• REQUIRED ACTION
Whichever lines include the word "scissors", copy them as they appear in the data.

• RAW DATA
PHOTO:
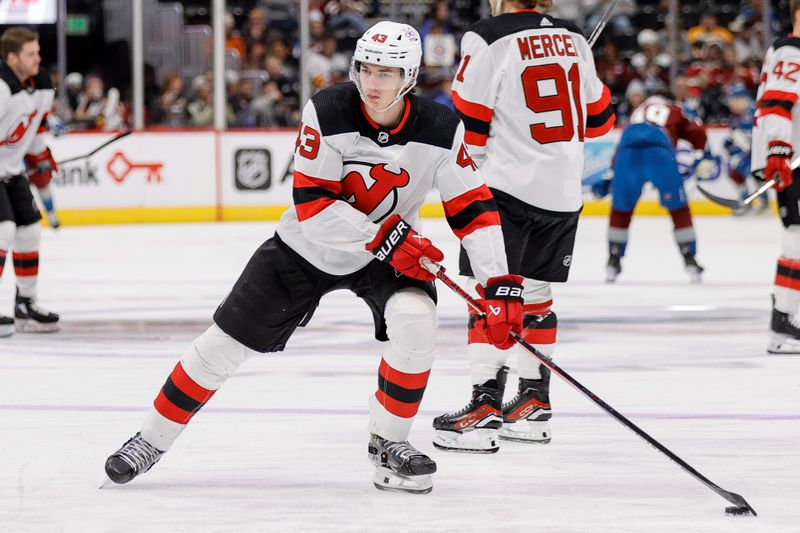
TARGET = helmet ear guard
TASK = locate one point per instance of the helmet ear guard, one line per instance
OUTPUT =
(389, 44)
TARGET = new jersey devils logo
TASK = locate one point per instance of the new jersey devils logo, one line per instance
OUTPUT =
(374, 192)
(18, 129)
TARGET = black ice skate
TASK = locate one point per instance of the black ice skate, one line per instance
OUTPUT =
(136, 456)
(526, 418)
(613, 268)
(474, 428)
(33, 319)
(693, 268)
(785, 338)
(399, 467)
(6, 326)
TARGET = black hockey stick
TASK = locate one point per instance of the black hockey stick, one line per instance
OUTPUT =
(736, 204)
(602, 24)
(741, 506)
(90, 154)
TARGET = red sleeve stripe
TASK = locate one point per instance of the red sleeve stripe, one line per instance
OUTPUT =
(455, 205)
(484, 220)
(407, 381)
(602, 130)
(779, 95)
(775, 110)
(475, 139)
(595, 108)
(472, 109)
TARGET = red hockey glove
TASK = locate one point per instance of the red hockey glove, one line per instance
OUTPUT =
(399, 245)
(779, 155)
(41, 167)
(502, 301)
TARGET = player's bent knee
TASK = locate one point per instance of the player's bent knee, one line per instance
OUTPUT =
(214, 356)
(411, 325)
(790, 247)
(28, 237)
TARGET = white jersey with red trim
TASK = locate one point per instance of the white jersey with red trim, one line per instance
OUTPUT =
(351, 174)
(24, 111)
(777, 116)
(529, 95)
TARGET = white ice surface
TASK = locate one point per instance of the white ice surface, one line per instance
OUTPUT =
(282, 447)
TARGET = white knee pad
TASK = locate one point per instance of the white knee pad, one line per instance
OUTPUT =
(535, 291)
(213, 357)
(28, 238)
(790, 246)
(411, 325)
(7, 231)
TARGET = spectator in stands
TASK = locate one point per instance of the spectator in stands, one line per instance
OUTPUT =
(233, 40)
(651, 65)
(326, 66)
(171, 102)
(708, 29)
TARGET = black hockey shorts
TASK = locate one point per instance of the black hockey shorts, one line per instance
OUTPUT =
(279, 291)
(16, 201)
(539, 243)
(789, 202)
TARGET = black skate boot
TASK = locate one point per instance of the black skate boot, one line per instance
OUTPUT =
(785, 338)
(33, 319)
(399, 467)
(6, 326)
(474, 428)
(136, 456)
(613, 268)
(693, 268)
(526, 418)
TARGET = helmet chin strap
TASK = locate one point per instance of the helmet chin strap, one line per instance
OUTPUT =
(497, 6)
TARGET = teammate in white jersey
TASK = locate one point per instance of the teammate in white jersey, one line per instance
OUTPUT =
(366, 156)
(776, 140)
(26, 95)
(529, 96)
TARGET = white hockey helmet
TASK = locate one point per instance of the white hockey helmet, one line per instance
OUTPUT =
(389, 44)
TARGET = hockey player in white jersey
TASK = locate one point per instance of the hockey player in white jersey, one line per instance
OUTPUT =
(26, 95)
(529, 96)
(366, 156)
(776, 141)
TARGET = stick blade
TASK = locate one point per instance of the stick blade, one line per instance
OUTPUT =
(726, 202)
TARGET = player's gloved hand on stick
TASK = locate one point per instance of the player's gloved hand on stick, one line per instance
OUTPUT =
(705, 166)
(779, 156)
(399, 245)
(502, 303)
(41, 167)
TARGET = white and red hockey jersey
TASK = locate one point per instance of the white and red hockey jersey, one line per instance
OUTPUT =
(777, 117)
(529, 95)
(24, 108)
(350, 174)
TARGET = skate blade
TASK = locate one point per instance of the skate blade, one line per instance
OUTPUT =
(475, 441)
(390, 481)
(31, 326)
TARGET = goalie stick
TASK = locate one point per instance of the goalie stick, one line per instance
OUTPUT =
(90, 154)
(739, 204)
(740, 503)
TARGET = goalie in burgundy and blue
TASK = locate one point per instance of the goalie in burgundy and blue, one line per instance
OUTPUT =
(366, 157)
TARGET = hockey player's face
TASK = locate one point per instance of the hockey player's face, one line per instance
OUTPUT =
(380, 84)
(26, 63)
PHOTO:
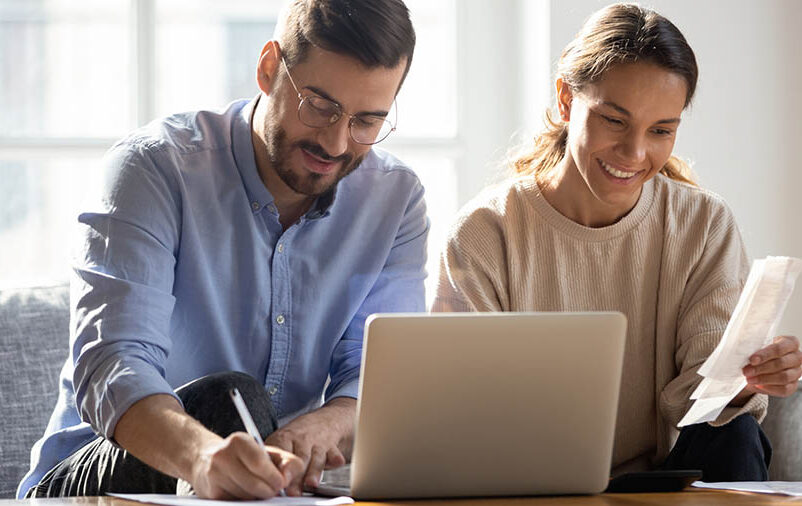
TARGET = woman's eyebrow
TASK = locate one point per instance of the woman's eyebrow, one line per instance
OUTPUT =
(626, 113)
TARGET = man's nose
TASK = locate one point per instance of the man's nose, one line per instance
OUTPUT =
(335, 137)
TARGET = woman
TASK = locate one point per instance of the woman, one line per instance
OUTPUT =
(600, 216)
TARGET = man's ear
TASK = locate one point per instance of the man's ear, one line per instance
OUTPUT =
(267, 68)
(565, 96)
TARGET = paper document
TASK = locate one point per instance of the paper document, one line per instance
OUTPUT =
(792, 488)
(752, 326)
(189, 500)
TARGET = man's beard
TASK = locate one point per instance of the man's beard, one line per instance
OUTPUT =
(307, 183)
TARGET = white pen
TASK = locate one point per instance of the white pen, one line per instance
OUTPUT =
(247, 421)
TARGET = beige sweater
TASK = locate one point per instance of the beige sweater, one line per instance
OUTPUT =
(674, 265)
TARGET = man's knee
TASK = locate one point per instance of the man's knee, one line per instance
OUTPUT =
(738, 451)
(208, 400)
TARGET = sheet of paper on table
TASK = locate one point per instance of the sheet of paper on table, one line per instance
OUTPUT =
(752, 326)
(792, 488)
(174, 500)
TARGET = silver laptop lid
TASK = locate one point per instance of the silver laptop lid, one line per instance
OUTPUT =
(486, 404)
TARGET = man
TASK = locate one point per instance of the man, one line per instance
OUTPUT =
(256, 239)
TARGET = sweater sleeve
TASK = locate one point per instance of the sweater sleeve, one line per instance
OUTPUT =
(711, 294)
(472, 273)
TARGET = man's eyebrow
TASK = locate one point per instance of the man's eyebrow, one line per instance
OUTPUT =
(628, 114)
(323, 94)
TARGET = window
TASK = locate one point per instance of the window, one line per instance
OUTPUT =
(76, 76)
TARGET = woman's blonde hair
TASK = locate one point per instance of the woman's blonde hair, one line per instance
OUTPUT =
(619, 33)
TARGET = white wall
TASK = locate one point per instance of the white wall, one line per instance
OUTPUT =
(744, 129)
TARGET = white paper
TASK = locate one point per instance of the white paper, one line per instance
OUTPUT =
(792, 488)
(176, 500)
(752, 326)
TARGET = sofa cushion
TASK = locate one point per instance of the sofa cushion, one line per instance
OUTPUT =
(34, 336)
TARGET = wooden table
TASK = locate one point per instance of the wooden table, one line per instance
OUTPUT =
(691, 497)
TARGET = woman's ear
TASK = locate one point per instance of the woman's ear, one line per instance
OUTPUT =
(268, 65)
(565, 96)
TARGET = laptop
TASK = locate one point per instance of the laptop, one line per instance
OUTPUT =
(484, 404)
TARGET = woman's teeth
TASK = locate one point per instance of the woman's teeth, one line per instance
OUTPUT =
(618, 173)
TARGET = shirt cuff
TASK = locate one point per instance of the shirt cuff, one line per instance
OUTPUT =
(347, 389)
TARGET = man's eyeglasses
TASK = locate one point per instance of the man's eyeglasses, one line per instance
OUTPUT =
(319, 112)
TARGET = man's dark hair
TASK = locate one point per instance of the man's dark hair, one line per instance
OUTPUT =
(378, 33)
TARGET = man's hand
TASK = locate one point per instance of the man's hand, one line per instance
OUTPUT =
(322, 439)
(775, 369)
(237, 468)
(158, 431)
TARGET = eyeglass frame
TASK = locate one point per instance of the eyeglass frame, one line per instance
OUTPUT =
(342, 112)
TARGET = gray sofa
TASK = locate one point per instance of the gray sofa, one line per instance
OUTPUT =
(33, 346)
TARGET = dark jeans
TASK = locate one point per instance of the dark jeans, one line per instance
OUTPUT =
(738, 451)
(100, 467)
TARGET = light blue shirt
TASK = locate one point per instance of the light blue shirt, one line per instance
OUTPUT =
(183, 270)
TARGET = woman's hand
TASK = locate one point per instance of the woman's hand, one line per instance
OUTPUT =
(775, 369)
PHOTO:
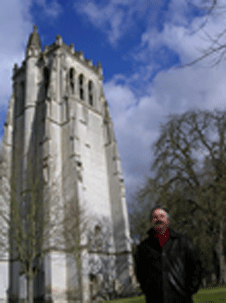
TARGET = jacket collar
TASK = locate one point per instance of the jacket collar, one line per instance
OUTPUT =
(173, 233)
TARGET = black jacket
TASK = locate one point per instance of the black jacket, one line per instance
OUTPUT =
(172, 273)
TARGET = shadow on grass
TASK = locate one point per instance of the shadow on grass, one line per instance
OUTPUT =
(208, 295)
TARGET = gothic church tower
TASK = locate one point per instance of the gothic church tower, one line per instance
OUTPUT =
(59, 123)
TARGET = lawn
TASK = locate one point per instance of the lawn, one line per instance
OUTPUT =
(210, 295)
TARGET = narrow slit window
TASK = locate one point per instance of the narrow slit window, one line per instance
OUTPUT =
(90, 90)
(72, 80)
(81, 89)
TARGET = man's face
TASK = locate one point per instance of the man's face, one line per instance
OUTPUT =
(159, 221)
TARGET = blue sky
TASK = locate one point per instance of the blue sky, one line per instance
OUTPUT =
(138, 43)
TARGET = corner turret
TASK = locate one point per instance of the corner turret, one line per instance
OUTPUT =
(34, 44)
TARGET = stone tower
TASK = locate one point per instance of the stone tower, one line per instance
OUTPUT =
(59, 124)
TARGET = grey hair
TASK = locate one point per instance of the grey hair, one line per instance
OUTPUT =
(159, 206)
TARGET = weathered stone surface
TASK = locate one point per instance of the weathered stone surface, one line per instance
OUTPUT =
(62, 120)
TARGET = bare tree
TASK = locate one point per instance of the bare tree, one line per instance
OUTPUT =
(190, 177)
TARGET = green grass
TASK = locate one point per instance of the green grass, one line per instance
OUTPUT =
(209, 295)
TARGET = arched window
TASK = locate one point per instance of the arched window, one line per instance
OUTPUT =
(90, 91)
(81, 89)
(72, 80)
(46, 80)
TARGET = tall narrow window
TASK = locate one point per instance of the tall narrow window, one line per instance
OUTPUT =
(90, 90)
(81, 89)
(46, 81)
(72, 80)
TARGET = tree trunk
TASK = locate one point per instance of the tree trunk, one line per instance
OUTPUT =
(30, 289)
(222, 278)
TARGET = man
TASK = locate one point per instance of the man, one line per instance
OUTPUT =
(166, 264)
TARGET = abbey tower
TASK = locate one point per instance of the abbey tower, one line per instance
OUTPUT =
(59, 124)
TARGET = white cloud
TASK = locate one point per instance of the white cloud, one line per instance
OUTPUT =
(50, 9)
(118, 16)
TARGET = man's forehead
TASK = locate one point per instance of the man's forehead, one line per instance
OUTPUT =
(159, 211)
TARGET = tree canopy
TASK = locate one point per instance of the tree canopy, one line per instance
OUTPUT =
(189, 177)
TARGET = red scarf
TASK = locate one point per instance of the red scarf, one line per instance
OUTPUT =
(162, 238)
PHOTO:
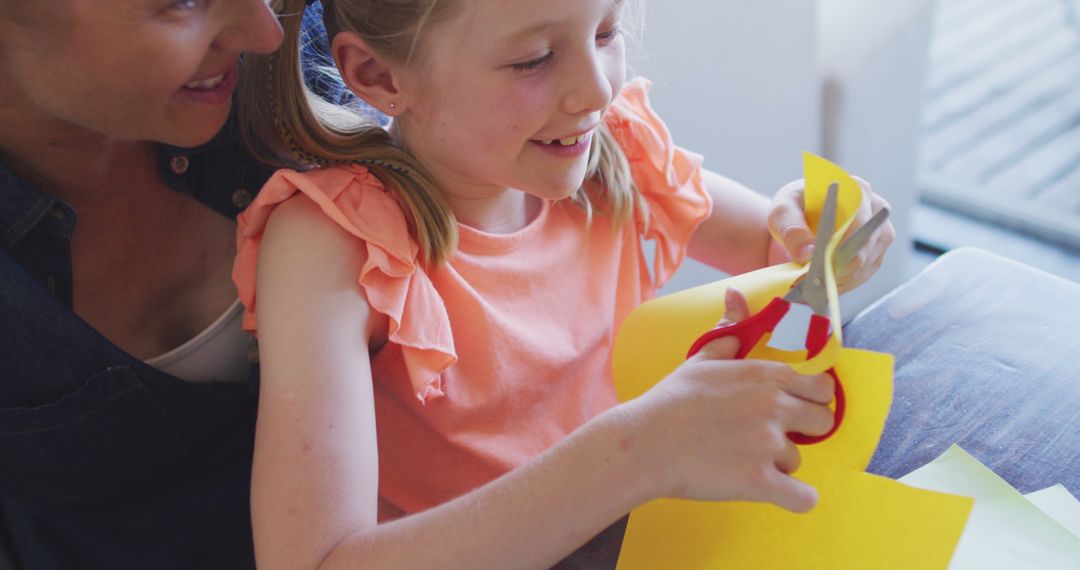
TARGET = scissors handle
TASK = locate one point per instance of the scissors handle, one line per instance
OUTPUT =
(817, 338)
(748, 331)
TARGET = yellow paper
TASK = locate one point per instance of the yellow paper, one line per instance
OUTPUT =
(1006, 530)
(862, 520)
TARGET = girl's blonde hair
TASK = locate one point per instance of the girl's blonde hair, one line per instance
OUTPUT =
(285, 124)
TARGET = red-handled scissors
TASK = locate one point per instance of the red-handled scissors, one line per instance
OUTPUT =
(810, 290)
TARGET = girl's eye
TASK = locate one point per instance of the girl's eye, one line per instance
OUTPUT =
(532, 64)
(607, 37)
(185, 4)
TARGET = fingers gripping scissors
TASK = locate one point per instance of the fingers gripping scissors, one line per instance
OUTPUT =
(811, 290)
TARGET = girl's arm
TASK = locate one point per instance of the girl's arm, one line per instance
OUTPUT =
(747, 231)
(736, 236)
(715, 430)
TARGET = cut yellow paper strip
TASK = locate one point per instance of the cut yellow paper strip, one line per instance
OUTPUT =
(862, 520)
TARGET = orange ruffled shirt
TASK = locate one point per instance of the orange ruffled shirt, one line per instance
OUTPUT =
(504, 350)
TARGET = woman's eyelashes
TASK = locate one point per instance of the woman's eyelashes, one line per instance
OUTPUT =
(181, 5)
(602, 38)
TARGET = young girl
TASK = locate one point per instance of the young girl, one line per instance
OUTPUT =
(436, 302)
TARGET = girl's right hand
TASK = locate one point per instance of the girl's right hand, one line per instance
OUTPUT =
(715, 429)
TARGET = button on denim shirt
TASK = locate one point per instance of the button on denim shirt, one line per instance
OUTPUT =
(106, 462)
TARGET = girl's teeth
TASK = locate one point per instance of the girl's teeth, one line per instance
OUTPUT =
(568, 141)
(205, 84)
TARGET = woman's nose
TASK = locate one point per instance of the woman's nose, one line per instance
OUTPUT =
(252, 27)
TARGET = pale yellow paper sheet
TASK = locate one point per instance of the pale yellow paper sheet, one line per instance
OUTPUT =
(863, 520)
(1060, 504)
(1006, 530)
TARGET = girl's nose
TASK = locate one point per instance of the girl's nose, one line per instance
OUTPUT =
(252, 26)
(589, 89)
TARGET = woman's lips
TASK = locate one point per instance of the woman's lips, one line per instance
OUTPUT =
(213, 91)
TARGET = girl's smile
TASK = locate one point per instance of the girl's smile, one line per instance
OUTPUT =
(571, 146)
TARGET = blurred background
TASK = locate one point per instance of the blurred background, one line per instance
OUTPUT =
(964, 114)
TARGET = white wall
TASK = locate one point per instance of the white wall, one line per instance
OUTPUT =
(753, 83)
(736, 81)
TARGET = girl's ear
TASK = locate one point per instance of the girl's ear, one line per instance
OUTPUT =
(366, 73)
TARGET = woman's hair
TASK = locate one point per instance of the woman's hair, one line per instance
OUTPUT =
(285, 124)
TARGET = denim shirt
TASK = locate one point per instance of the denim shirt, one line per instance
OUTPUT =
(106, 462)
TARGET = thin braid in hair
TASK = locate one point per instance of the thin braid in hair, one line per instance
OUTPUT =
(304, 155)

• REPLY
TARGET = scissors handle
TASK = locate one point per instance of the scissors handle, one line per instance
TARGET = red-handled scissors
TASK = locate one point per instance of the red-handled scissors, one line per instance
TARGET = fingers gripping scissors
TASK = locate one point per instance of the fingers gripping scissors, one line per instance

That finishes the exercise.